→ TASK DETAILS: Report, from the records below, every line where the word "tall" appears.

Items listed in a dataset
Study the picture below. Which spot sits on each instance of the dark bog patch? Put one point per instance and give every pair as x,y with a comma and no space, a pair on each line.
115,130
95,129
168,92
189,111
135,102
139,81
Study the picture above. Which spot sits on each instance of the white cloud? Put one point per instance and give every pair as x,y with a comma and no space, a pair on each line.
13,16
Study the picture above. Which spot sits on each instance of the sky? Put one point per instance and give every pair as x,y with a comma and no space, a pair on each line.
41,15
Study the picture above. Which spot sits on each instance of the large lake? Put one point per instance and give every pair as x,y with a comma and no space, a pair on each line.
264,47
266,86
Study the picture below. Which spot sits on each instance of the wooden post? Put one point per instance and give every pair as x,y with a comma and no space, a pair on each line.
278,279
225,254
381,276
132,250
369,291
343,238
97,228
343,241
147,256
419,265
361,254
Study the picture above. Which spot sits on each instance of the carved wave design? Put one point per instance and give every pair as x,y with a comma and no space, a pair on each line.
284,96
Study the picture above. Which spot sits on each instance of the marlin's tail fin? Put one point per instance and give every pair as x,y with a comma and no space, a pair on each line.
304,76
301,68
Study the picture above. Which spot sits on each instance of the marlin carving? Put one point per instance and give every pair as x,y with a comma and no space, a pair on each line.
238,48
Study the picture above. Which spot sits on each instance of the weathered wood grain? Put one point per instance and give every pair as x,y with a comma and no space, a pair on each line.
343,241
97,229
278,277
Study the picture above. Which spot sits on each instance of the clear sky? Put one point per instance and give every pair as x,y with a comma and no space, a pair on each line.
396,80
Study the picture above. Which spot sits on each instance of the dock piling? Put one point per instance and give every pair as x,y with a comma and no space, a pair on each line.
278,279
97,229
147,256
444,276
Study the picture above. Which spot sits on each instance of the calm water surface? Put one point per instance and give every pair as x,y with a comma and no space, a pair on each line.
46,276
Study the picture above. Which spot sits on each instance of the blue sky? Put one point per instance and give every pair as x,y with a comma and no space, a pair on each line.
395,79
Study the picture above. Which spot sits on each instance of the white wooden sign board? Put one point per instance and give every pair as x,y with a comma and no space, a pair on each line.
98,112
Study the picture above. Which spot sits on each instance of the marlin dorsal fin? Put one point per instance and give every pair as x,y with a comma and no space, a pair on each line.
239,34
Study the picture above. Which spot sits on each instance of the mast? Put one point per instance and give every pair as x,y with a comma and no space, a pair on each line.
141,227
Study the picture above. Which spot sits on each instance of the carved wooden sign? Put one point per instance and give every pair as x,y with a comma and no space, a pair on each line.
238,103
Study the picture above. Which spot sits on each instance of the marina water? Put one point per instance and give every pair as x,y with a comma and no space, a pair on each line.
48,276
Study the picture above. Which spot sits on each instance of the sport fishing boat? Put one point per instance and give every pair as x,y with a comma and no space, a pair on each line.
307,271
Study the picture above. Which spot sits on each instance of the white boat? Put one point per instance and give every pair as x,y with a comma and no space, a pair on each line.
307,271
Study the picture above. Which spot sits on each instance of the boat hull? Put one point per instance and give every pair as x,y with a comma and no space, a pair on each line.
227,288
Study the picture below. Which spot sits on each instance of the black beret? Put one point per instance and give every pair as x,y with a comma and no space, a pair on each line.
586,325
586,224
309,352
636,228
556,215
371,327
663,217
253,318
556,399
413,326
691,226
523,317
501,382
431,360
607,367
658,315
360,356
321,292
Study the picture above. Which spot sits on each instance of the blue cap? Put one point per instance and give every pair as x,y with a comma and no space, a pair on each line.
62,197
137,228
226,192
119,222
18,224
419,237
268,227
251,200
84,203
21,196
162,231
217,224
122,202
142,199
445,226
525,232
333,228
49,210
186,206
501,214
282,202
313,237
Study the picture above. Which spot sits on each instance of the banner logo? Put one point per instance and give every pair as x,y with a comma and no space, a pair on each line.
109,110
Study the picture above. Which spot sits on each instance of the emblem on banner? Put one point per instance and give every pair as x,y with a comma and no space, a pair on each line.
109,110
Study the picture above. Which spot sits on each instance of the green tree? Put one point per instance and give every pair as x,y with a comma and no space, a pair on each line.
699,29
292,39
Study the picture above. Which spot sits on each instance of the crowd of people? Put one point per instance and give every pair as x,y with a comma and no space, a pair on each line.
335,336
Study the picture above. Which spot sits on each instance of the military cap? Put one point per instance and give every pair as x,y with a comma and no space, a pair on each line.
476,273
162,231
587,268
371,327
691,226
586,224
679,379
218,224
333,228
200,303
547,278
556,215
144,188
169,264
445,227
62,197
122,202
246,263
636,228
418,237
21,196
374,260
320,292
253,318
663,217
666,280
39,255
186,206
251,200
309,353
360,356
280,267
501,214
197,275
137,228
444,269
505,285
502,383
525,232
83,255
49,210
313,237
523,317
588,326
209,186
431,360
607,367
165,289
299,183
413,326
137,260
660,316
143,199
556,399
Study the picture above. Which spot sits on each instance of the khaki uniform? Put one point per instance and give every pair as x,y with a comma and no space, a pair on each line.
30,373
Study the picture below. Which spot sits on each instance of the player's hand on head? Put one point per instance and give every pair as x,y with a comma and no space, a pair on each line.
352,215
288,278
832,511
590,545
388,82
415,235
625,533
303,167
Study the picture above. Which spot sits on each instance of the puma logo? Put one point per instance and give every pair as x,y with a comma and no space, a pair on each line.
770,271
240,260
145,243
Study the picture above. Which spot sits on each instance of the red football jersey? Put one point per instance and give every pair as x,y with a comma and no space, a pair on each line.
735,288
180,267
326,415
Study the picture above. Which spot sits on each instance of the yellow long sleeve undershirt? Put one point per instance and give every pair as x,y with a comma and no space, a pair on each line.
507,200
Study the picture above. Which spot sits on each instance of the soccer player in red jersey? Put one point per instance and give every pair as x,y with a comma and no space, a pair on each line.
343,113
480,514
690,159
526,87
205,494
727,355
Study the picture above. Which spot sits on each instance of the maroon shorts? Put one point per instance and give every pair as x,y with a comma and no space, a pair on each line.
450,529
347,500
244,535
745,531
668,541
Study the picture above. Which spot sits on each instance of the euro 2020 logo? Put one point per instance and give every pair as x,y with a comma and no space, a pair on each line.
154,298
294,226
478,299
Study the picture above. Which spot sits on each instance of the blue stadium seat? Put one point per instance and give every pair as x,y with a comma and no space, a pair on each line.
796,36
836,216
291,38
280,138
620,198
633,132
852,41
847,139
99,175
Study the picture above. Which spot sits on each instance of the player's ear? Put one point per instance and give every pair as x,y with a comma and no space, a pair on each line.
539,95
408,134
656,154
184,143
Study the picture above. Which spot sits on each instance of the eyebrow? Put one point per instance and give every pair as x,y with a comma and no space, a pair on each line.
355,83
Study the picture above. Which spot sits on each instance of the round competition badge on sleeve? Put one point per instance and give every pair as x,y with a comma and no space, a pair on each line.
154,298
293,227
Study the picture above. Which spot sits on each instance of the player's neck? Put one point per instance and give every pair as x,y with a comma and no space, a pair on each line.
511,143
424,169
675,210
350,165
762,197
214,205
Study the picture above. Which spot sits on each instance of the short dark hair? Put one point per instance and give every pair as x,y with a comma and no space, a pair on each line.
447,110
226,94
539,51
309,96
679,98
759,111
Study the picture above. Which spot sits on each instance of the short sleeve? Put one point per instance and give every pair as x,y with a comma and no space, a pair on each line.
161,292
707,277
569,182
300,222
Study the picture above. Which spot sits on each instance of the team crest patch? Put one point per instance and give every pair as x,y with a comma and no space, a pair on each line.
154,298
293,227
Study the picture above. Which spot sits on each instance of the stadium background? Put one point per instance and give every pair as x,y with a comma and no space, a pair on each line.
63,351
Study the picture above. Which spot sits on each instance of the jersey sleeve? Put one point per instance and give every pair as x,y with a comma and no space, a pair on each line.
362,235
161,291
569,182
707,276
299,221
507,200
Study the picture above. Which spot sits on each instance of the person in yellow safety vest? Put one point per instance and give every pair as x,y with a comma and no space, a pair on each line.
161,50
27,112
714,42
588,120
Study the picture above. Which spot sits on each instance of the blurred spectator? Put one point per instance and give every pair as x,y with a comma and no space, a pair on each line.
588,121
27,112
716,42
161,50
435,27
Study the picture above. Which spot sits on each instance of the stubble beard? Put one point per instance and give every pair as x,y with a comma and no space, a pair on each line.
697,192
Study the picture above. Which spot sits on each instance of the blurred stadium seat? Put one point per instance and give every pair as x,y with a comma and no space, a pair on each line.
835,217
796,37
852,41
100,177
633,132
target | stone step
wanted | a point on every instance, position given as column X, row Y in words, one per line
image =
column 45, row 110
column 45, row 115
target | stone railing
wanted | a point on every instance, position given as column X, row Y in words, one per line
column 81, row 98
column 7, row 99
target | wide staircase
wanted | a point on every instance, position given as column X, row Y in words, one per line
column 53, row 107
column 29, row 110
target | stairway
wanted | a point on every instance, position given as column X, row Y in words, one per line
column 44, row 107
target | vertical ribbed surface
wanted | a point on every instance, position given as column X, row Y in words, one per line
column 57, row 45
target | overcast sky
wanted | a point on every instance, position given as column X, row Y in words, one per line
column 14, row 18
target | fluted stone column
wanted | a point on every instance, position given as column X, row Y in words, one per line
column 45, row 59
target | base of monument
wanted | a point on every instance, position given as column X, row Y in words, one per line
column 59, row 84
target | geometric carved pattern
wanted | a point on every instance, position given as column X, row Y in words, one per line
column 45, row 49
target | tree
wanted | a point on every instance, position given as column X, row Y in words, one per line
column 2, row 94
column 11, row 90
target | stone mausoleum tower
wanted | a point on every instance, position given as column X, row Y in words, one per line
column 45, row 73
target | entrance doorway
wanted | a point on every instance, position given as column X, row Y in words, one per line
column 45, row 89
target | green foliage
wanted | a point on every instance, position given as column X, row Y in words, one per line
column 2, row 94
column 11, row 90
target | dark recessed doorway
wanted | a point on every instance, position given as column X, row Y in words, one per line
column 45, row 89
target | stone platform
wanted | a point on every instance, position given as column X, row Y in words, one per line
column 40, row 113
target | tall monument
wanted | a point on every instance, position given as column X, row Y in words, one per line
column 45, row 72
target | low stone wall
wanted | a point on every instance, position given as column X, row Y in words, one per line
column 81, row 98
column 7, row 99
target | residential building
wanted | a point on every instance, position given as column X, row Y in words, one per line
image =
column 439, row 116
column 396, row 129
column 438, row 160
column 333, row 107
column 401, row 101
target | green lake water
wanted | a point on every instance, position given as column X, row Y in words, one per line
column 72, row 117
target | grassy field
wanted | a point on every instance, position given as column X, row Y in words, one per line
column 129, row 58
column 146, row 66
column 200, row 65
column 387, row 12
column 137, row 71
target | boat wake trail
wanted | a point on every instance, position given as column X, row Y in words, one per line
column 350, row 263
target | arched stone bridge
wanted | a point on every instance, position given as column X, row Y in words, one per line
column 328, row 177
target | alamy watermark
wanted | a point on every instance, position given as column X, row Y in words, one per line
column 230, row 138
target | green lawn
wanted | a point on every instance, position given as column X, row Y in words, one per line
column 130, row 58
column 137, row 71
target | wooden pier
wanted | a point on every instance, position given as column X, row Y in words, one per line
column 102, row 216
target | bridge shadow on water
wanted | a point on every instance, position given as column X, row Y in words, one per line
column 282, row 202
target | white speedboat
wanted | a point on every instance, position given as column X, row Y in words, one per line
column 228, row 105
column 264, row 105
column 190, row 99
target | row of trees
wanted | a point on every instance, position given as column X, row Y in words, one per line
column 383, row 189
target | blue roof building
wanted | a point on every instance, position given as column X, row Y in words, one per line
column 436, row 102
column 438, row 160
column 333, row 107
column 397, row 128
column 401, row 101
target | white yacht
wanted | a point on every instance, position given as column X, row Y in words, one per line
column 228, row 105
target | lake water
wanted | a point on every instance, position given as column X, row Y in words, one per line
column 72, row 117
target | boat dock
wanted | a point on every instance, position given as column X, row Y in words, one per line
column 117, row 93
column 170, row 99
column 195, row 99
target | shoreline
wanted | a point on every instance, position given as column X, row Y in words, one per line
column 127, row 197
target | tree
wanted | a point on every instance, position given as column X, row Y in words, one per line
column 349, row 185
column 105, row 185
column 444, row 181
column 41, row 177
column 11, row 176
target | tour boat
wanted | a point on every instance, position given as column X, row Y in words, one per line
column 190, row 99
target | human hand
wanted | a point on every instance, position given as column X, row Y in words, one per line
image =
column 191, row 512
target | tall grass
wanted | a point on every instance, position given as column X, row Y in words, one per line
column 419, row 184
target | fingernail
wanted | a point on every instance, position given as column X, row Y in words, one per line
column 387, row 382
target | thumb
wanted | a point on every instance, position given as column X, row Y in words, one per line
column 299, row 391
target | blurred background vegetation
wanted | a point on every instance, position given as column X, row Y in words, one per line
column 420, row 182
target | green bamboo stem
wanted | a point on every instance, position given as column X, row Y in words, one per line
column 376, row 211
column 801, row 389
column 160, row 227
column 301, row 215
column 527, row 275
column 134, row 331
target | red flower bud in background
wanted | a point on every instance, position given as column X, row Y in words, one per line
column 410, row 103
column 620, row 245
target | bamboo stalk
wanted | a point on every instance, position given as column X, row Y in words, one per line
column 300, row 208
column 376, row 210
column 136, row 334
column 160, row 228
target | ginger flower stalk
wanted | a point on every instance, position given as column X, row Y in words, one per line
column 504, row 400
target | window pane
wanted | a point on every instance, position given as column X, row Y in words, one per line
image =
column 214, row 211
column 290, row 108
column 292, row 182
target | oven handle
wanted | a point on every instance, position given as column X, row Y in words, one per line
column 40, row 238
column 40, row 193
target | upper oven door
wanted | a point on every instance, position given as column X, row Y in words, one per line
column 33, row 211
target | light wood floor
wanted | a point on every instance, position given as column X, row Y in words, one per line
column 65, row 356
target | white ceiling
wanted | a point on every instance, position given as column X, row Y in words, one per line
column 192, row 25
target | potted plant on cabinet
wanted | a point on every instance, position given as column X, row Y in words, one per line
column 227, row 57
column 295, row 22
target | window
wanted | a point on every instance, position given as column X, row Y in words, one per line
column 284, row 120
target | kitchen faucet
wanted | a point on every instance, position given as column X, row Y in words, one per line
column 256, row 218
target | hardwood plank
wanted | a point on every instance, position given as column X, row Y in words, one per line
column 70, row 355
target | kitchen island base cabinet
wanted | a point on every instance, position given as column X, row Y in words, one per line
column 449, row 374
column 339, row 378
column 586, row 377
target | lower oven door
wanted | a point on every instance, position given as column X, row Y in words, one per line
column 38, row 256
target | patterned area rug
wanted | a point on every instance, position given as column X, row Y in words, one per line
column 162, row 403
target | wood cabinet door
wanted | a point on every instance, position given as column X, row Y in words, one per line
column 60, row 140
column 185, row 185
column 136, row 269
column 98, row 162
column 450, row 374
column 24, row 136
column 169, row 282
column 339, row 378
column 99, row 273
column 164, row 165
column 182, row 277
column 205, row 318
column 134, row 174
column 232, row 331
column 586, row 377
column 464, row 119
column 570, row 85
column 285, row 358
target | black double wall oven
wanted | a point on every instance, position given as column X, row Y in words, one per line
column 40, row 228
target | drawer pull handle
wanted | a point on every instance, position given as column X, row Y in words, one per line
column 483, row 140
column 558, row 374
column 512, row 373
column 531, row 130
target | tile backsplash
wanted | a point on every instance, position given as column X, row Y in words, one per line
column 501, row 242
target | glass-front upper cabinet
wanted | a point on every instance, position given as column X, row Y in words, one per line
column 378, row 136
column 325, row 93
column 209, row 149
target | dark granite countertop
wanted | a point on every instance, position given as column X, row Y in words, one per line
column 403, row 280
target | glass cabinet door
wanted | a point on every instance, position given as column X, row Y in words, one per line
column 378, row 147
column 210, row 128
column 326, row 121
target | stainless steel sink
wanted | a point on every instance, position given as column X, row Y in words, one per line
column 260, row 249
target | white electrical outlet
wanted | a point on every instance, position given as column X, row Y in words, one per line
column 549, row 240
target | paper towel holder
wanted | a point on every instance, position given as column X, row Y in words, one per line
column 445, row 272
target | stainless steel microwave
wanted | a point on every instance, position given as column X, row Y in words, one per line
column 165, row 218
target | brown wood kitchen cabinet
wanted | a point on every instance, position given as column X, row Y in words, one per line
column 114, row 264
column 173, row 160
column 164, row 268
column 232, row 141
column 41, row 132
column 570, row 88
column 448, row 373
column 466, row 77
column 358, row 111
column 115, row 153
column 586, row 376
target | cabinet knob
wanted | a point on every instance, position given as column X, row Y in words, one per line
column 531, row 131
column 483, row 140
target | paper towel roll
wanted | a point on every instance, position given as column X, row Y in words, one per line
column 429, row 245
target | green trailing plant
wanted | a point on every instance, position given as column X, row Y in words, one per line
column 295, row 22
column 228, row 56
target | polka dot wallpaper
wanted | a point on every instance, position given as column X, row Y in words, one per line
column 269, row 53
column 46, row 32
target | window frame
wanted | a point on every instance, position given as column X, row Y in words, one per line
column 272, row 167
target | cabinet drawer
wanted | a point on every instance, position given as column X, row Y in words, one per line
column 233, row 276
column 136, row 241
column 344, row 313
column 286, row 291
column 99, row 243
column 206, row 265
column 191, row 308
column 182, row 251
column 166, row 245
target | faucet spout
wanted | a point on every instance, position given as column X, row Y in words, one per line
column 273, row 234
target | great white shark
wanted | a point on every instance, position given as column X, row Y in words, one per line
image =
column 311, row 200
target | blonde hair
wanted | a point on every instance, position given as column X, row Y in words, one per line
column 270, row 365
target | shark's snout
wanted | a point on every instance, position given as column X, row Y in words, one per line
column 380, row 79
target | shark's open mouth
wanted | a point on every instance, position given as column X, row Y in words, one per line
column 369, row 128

→ FINISHED EXERCISE:
target | tall monument
target | tall grass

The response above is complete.